Après concertation avec Louis Alesno de Saint-Allouarn second de l'expédition et commandant le "Le Gros-Ventre", Kerguelen lui envoie l'Enseigne de Rosily-Mesros (futur Amiral et Comte d'Empire) avec le grand canot de "La Fortune", pour tenter un débarquement.
Deux jours plus tard, avec beaucoup de dificultés, l'Enseigne de Boisgnehennec, second du "Le Gros-Ventre" débarquait avec de Rosily-Mesros et prenait possession du territoire au nom du Roi Louis XV.
Une tempète ayant alors séparé les deux navires, Kerguelen rentra en France, sans attendre Saint-Alouarn et "Le Gros-Ventre"... ni Rosily-Mesros. Il arrivait à Brest le 16 juillet 1772.
JF de Lapérouse nous dit "il fut reçu en France comme un nouveau Christophe Colomb"
Kerguelen sera reçu à Versailles, et il semble qu'il ait alors fait une description un peu optimiste de sa découverte : "Les terres que j'ai eu le bonheur de découvrir paraissent former la masse centrale du continent antarctique... la France australe fournira de merveilleux spectacles physiques et moraux...". Avec de tels propos Kerguelen réussit sans peine à convaincre le Roi, amateur de sciences naturelles, d'ordonner une autre expédition.

● ● ● ● ●

- [Liste des activités]:
**A.** Pour chacune des affirmations suivantes, dites si elle concorde avec le texte sur l'expédition de Kerguelen, par oui ou par non, et citez exactement les mots du texte qui le prouvent. (i) Kerguelen a attendu "Le Gros-Ventre" avant de rentrer en France. (ii) Kerguelen est arrivé à Brest le 16 juillet 1772. (iii) Le débarquement a eu lieu le jour même où le canot a été envoyé.
**B.** Rédigez la suite du texte sur l'expédition de Kerguelen en reprenant après sa dernière phrase.
Le matériel ci-après n'a aucun lien avec le texte.

● ● ● ● ●

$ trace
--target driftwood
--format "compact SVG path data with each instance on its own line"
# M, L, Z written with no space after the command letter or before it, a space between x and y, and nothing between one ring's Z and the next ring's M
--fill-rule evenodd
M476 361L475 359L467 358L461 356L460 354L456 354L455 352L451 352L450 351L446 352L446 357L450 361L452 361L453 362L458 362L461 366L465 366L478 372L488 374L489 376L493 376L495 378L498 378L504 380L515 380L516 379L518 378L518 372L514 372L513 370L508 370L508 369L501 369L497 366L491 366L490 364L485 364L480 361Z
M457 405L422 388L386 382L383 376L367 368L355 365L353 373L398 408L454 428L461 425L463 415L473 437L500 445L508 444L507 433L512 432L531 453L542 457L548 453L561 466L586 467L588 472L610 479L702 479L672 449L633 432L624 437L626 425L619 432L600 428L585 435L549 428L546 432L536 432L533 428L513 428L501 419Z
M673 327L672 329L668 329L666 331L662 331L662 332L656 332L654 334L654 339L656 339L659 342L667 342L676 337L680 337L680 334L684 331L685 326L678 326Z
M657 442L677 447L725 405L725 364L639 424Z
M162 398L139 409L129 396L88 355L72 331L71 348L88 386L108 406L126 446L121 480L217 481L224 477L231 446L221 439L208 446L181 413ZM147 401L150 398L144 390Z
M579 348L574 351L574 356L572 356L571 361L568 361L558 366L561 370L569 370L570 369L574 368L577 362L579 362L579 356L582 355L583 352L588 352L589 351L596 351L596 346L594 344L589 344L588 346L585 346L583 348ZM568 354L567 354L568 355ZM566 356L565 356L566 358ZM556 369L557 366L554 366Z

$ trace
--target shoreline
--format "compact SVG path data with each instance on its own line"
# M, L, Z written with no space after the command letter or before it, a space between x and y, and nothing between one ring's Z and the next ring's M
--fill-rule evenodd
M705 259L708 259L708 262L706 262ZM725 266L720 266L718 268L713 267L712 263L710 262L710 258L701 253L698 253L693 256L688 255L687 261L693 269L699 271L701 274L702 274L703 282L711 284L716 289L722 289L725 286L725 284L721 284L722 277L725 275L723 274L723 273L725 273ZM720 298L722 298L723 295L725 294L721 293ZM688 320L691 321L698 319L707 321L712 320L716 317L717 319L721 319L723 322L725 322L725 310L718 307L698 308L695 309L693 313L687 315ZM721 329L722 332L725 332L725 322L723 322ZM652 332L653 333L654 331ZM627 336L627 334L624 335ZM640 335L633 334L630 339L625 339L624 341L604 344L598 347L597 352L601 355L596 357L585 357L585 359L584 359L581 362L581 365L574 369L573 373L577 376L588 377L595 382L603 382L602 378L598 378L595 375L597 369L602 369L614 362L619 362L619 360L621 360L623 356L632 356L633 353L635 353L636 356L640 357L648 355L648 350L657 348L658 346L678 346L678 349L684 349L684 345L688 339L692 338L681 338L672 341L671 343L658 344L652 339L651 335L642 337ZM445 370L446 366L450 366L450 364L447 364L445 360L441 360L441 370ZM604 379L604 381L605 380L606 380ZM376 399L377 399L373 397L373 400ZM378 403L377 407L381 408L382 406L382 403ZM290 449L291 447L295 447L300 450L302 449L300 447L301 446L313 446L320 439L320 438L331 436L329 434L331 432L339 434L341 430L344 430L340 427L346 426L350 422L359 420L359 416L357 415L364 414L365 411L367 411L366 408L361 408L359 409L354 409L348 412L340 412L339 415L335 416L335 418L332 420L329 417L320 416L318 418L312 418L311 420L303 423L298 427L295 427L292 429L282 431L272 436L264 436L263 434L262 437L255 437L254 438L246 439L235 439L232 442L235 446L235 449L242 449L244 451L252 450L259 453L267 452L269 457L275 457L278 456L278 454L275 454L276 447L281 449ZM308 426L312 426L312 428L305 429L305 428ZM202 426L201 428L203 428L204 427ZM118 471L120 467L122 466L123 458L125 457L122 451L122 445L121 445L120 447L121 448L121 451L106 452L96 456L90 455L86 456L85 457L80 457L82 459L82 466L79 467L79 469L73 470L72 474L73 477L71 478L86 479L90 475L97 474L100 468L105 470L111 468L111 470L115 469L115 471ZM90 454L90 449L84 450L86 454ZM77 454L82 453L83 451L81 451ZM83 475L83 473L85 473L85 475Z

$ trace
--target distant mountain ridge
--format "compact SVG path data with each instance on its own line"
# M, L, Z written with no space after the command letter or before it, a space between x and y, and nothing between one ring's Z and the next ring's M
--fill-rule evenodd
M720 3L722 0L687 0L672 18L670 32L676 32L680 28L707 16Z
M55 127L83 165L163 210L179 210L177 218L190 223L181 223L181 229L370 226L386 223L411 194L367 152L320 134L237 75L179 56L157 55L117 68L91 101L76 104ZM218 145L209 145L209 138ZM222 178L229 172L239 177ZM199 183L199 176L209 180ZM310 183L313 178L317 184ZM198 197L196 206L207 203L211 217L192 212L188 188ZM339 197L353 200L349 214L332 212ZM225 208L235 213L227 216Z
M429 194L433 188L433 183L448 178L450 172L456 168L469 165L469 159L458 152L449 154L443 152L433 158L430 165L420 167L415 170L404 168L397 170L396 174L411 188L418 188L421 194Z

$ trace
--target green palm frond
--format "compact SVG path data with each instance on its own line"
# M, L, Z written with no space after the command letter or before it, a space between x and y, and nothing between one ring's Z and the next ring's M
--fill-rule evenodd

● ● ● ● ●

- [Réponses détaillées]:
**A.**
(i) Non : « Kerguelen rentra en France, sans attendre Saint-Alouarn et "Le Gros-Ventre"... ni Rosily-Mesros ».
(ii) Oui : « Il arrivait à Brest le 16 juillet 1772 ».
(iii) Non : « Deux jours plus tard ».

**B.**
Pendant ce temps "Le Gros-Ventre" continuait plus sérieusement la campagne d'exploration, ne regagnant l'île de France que le 5 septembre 1772, après avoir exploré Timor et des côtes Australiennes, Rosily-Mesros y accomplissant notament de très bons relevés hydrographiques. Hélas Alesno de Saint-Alouarn mourra peu après son arrivée. (un récit de cette expédition est donné à http://www.guengat.com/4/SaintAlouarn2.html)
Cette fois on a armé, à Brest, deux navires plus importants: "Le Rolland" (vaisseau de 64 canons, qui est trop gros et donc mal adapté à ce genre d'expédition) et "L'Oiseau" (frégate de 32 canons). A bord on a embarqué tout le matériel nécessaire, y compris deux astronomes, un naturaliste et un ingénieur, en tout 700 hommes.
L'expédition sera pour le moins folkorique, en effet Kerguelen a aussi embarqué, en plus de 3 passagères pour l'Ile de France, sa maitresse Louison, dont la présence cause quelques troubles parmi l'équipage et l'état major. On a affronté tempètes et maladies (normal avec des femmes à bord : il est bien connu que ça porte malheur). Des Roches et Poivre, amis de Kerguelen, ayant été remplacés, l'accueil à l'Ile de France n'est plus celui de la mission précédente, il est même tout à fait déplaisant. On adjoint tout de même à l'expédition le senau "La Dauphine".
En Décembre 1773, les 3 navires découvrent la (triste) réalité des "îles de la Désolation". C'est James Cook qui, par "fair-play" ou par ironie, donnera à l'archipel le nom d'îles Kerguelen au cours de son troisième voyage, en 1776, pendant la disgrace de Kerguelen "l'ennemi des Anglais".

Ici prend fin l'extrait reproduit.